EXERCISE GOAL:
Recast the whole listing as a two-column CSV with the headers prompt_text and answer, using one row for each text and its answer. Put each value in a single quoted field and turn any line breaks into spaces.

(Data items)
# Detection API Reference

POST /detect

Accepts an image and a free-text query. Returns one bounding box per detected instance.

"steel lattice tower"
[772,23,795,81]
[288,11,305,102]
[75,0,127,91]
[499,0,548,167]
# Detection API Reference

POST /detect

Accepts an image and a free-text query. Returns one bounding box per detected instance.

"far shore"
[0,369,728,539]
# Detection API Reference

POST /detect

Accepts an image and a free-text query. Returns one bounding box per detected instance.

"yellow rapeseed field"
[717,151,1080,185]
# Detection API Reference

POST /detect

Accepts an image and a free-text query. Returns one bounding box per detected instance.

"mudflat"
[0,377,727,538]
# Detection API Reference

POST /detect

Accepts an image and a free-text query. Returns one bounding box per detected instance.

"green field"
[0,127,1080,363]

REPLY:
prompt_text,answer
"# Detection API Reference POST /detect Accepts an image and a free-text query. Returns one bounding box per detected instance. ""steel lattice tower""","[772,23,795,81] [288,11,305,102] [75,0,127,91] [499,0,548,167]"
"# Detection API Reference POST /detect Accepts an image and a free-text query. Returns one bounding box per detected instance. ""far shore""","[0,369,728,539]"
"# Detection API Reference POST /detect Accepts an image and a free-text query. Returns one bounding box per detected instance. ""yellow rapeseed field""","[717,151,1080,185]"
"# Detection API Reference POST /detect Accepts an image and a free-text query. Returns one bounding box per detected instance. ""mudflat""","[0,377,727,538]"
"# Detection API Reference POST /detect Accepts an image and a free-text query. Returns one bounding box per detected instance. ""green field""","[0,127,1080,363]"